**What you have to do:** Please write each entry out again exactly as shown.

**Extracted entries:**
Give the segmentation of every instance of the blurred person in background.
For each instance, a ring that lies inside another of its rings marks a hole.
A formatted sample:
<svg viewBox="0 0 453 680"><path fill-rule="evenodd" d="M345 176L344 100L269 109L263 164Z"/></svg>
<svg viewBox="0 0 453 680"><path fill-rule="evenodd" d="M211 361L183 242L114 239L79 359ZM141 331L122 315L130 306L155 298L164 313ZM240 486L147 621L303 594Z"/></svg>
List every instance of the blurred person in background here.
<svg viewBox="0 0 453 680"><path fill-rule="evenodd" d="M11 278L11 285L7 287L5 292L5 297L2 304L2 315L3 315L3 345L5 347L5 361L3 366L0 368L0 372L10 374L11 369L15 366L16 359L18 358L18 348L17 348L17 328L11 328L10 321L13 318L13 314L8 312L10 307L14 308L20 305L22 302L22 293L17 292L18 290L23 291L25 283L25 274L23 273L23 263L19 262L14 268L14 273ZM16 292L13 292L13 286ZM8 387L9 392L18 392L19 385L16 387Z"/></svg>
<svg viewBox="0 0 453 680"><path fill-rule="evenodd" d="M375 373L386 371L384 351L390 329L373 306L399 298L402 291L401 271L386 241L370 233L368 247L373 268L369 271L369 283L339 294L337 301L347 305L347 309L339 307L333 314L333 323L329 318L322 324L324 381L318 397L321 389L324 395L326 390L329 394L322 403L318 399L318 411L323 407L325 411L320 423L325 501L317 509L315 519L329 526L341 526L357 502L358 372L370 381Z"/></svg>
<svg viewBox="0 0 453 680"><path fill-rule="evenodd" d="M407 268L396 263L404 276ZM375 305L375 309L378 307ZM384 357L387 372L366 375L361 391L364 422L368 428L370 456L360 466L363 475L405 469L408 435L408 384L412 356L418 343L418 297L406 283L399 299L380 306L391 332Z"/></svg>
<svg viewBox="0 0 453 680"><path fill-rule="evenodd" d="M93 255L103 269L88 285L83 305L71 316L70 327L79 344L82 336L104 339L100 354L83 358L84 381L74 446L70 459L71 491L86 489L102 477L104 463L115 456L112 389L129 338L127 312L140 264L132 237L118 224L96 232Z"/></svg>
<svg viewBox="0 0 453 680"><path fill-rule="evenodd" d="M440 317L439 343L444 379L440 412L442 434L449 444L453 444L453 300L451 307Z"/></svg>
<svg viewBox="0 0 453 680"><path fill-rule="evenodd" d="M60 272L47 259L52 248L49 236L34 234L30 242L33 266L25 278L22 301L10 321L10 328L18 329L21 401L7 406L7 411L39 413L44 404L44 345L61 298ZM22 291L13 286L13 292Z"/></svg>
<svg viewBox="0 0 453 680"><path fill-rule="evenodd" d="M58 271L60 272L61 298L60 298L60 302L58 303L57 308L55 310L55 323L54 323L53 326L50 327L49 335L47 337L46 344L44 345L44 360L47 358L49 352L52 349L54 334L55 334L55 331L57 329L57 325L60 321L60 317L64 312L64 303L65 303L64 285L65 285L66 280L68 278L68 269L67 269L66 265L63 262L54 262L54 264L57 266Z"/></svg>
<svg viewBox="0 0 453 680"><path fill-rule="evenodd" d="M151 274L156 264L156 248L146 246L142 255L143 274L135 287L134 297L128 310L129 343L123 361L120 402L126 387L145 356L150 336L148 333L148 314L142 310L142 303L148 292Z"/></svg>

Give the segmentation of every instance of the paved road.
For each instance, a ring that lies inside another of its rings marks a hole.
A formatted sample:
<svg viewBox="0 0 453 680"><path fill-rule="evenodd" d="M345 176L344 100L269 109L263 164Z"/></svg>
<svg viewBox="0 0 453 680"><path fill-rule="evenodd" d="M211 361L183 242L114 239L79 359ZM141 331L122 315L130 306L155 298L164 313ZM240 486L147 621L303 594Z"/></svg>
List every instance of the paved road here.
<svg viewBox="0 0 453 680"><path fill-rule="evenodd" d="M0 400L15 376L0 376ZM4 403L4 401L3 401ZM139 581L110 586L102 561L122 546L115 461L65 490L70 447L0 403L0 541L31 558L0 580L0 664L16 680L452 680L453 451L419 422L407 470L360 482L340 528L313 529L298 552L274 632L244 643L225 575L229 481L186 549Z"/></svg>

**Solution to this problem:**
Give the segmentation of every instance of the blurred person in background.
For each instance, a ring that lies inside another of its rings marks a hole.
A formatted sample:
<svg viewBox="0 0 453 680"><path fill-rule="evenodd" d="M345 176L344 100L269 109L263 164Z"/></svg>
<svg viewBox="0 0 453 680"><path fill-rule="evenodd" d="M211 361L183 242L114 239L79 359ZM141 331L122 315L130 306L155 298L164 313ZM240 486L147 621L303 594Z"/></svg>
List every instance of the blurred person in background here.
<svg viewBox="0 0 453 680"><path fill-rule="evenodd" d="M11 278L11 285L7 287L5 292L5 297L2 304L2 315L3 315L3 345L5 347L5 361L3 366L0 368L0 372L10 374L11 369L15 366L16 359L18 358L18 348L17 348L17 328L11 328L10 321L13 318L13 314L8 312L10 307L14 308L20 305L22 302L22 293L17 292L18 290L23 291L25 283L25 274L23 273L23 263L19 262L14 268L14 273ZM16 292L13 292L13 286ZM8 387L9 392L18 392L19 385L16 387Z"/></svg>
<svg viewBox="0 0 453 680"><path fill-rule="evenodd" d="M375 373L386 371L384 351L390 329L373 306L399 298L402 291L401 271L386 241L370 233L368 247L373 268L369 271L369 283L339 294L337 301L347 305L347 309L339 307L333 314L333 323L329 318L322 324L324 381L318 397L321 389L324 395L326 390L329 394L322 403L318 399L318 411L323 407L325 411L320 423L325 501L317 509L315 519L329 526L341 526L357 502L358 372L370 381Z"/></svg>
<svg viewBox="0 0 453 680"><path fill-rule="evenodd" d="M407 268L396 263L404 276ZM375 305L375 309L378 307ZM384 357L387 372L366 375L361 391L364 422L368 428L370 456L360 466L363 475L405 469L408 435L408 384L412 356L418 343L418 297L406 283L399 299L380 306L391 332Z"/></svg>
<svg viewBox="0 0 453 680"><path fill-rule="evenodd" d="M93 255L103 269L88 285L83 305L71 316L70 327L79 344L82 336L104 339L100 354L83 358L84 381L74 446L70 459L71 491L86 489L102 477L104 463L115 456L112 389L129 338L127 312L140 264L132 237L118 224L96 232Z"/></svg>
<svg viewBox="0 0 453 680"><path fill-rule="evenodd" d="M440 317L439 343L444 379L440 412L442 434L449 444L453 444L453 300L451 307Z"/></svg>
<svg viewBox="0 0 453 680"><path fill-rule="evenodd" d="M60 272L47 259L52 248L49 236L34 234L30 242L33 266L25 278L22 301L10 321L10 328L18 329L21 401L7 406L7 411L39 413L44 404L44 345L61 298ZM22 291L13 286L13 292Z"/></svg>
<svg viewBox="0 0 453 680"><path fill-rule="evenodd" d="M58 271L60 272L61 298L60 298L60 302L58 303L57 308L55 310L55 323L54 323L53 326L50 327L49 335L47 337L46 344L44 345L44 360L47 358L49 352L52 349L54 334L55 334L55 331L57 329L57 325L60 321L60 317L64 312L64 303L65 303L64 285L65 285L66 280L68 278L68 269L67 269L66 265L63 262L54 262L54 264L57 266Z"/></svg>
<svg viewBox="0 0 453 680"><path fill-rule="evenodd" d="M151 274L156 264L156 248L146 246L142 255L143 274L135 287L134 297L128 310L129 343L123 361L120 402L126 387L145 356L150 336L148 333L148 314L142 310L142 303L148 292Z"/></svg>

Give the segmentation of every instance of the paved road.
For each instance, a ring that lies inside another of its rings marks a hole.
A formatted sample:
<svg viewBox="0 0 453 680"><path fill-rule="evenodd" d="M345 176L344 100L269 109L263 164Z"/></svg>
<svg viewBox="0 0 453 680"><path fill-rule="evenodd" d="M211 361L183 242L114 239L79 359ZM141 331L122 315L130 306L155 298L164 313ZM240 486L147 621L303 594Z"/></svg>
List every instance of the paved road here.
<svg viewBox="0 0 453 680"><path fill-rule="evenodd" d="M0 400L15 376L0 376ZM4 403L4 401L3 401ZM139 581L110 586L102 561L122 546L115 461L65 490L70 447L0 403L0 541L31 558L0 580L0 664L16 680L452 680L453 451L419 422L407 470L360 482L340 528L313 529L298 552L274 632L244 643L225 575L229 481L186 549Z"/></svg>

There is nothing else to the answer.